THE PROBLEM: Reproduce exactly the lines from the line containing "Per instance of the pollen-covered" through the end of the records below, including both ends, and nothing else.

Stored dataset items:
--------------------------------------------------

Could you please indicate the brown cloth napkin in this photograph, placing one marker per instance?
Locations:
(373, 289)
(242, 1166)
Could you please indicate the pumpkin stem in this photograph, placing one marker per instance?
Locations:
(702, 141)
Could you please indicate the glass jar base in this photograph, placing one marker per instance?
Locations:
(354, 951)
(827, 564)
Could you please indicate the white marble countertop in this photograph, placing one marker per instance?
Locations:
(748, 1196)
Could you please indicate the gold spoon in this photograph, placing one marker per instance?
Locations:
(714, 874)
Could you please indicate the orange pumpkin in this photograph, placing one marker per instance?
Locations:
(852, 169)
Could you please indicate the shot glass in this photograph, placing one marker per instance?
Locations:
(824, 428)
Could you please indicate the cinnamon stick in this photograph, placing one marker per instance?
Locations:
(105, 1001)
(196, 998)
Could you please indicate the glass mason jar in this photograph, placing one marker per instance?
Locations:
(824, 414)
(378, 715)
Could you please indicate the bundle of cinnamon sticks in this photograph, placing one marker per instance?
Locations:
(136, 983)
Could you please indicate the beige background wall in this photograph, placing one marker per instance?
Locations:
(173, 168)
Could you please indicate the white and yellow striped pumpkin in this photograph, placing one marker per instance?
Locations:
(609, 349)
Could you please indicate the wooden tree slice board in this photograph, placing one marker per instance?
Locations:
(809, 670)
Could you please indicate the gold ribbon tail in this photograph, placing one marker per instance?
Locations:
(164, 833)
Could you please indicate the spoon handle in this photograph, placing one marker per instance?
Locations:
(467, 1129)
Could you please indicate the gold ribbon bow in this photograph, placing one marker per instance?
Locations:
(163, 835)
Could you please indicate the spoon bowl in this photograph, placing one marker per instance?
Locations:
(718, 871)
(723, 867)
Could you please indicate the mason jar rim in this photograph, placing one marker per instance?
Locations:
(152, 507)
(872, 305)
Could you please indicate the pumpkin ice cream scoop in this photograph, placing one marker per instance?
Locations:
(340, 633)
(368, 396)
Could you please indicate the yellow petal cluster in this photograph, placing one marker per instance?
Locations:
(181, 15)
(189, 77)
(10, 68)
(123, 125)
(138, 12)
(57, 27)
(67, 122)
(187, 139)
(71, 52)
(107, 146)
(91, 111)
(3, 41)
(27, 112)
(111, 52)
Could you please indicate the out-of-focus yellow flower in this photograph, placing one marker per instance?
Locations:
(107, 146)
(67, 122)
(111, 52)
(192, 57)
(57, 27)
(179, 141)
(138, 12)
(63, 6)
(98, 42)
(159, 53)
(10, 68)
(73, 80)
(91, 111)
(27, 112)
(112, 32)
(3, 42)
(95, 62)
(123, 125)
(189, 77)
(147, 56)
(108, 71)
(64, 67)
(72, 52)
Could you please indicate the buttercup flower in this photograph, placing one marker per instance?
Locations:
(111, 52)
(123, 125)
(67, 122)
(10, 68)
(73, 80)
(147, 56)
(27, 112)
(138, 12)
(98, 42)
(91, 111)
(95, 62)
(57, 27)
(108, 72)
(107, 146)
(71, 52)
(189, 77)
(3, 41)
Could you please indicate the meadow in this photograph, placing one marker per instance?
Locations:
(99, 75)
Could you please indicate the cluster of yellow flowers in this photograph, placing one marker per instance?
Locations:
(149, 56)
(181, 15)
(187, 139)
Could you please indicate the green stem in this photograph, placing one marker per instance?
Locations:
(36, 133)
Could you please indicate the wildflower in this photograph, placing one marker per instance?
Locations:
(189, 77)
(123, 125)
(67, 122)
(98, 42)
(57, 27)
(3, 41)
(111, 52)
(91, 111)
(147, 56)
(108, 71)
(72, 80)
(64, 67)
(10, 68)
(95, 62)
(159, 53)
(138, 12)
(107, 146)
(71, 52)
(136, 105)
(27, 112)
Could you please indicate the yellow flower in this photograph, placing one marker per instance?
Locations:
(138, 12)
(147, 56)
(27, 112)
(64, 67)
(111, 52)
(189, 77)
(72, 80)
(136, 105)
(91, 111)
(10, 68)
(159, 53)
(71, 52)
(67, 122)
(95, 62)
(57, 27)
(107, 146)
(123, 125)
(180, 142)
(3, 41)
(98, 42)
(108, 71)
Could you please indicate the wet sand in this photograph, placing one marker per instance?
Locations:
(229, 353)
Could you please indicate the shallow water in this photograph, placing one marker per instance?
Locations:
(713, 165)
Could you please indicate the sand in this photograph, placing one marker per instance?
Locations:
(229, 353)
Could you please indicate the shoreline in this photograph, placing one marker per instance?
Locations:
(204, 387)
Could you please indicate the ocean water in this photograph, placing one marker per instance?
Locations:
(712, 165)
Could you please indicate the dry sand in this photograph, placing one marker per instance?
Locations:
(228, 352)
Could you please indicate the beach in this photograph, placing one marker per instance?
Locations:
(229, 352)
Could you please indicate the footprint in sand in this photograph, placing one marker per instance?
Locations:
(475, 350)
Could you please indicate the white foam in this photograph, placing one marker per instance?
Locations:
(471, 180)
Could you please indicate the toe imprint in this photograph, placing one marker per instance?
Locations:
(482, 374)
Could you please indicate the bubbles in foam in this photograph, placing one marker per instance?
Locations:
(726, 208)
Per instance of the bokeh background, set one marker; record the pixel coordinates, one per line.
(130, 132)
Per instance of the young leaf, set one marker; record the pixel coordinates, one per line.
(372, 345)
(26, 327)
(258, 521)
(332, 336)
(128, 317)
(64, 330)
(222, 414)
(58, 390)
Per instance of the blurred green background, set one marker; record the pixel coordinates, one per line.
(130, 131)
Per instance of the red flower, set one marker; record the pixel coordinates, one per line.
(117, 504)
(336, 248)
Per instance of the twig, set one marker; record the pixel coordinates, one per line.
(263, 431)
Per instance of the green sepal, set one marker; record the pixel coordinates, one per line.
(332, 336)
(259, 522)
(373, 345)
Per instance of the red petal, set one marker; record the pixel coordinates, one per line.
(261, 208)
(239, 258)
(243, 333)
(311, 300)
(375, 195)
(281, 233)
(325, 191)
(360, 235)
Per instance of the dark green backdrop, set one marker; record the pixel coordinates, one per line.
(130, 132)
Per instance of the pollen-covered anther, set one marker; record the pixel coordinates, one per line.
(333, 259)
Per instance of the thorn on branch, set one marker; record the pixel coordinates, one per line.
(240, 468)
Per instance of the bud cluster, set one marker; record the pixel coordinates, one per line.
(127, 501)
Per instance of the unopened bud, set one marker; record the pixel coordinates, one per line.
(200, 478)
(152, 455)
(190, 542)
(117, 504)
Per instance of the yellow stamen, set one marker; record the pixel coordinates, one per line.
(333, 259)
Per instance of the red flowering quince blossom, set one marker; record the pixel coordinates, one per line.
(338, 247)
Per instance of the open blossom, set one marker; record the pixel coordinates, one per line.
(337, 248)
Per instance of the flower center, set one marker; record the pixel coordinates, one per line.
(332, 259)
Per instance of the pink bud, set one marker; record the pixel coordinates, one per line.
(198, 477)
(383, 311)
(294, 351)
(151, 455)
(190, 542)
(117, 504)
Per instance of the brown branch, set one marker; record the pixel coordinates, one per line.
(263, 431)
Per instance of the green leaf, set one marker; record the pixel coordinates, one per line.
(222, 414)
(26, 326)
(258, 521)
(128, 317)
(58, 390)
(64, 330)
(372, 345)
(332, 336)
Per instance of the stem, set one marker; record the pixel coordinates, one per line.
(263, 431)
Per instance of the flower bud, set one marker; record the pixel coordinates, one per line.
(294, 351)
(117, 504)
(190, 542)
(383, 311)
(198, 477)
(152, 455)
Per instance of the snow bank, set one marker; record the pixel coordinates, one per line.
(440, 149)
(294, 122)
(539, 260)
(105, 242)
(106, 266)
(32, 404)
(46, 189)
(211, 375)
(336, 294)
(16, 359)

--------------------------------------------------

REPLY TO THE EXERCISE:
Per instance of the pollen-covered anther, set one marker; record the pixel coordinates, one per line.
(333, 259)
Per instance of the thorn on branch, set one marker; record the pixel coordinates, one per line.
(240, 468)
Per instance of the bud cluster, set one marker; record the pixel coordinates, one per line.
(127, 501)
Per instance of the unopened bud, set one marker; record the pixel coordinates, one per line.
(200, 478)
(152, 455)
(190, 542)
(117, 504)
Per instance of the yellow stamen, set one marker; record the pixel coordinates, one per line.
(333, 259)
Per instance of the red flowering quince blossom, set one marker; record the pixel coordinates, one per line.
(338, 247)
Per instance of the open blossom, set one marker; record the pixel coordinates, one per line.
(337, 248)
Per instance of the flower center, set one marker; record the pixel coordinates, one per line.
(332, 259)
Per instance of the pink bud, set one marker; record the pixel coordinates, one per line.
(198, 477)
(383, 311)
(294, 351)
(151, 455)
(190, 542)
(117, 504)
Per instance of the brown branch, set one marker; record the pixel coordinates, one per line.
(263, 431)
Per instance of the green leaf, set one marker; record the pixel coordinates, one per line.
(222, 414)
(26, 326)
(258, 521)
(128, 317)
(58, 390)
(64, 330)
(372, 345)
(332, 336)
Per instance of the stem, set one marker; record the pixel coordinates, one per line.
(263, 431)
Per instance of the flower bud, set one marker; record the pixel coordinates, one per line.
(294, 351)
(117, 504)
(190, 542)
(383, 311)
(198, 477)
(152, 455)
Per instance of the snow bank, set one marker; record the pixel coordinates, one per line.
(440, 149)
(294, 122)
(539, 260)
(105, 242)
(106, 266)
(32, 404)
(46, 189)
(211, 375)
(336, 294)
(16, 359)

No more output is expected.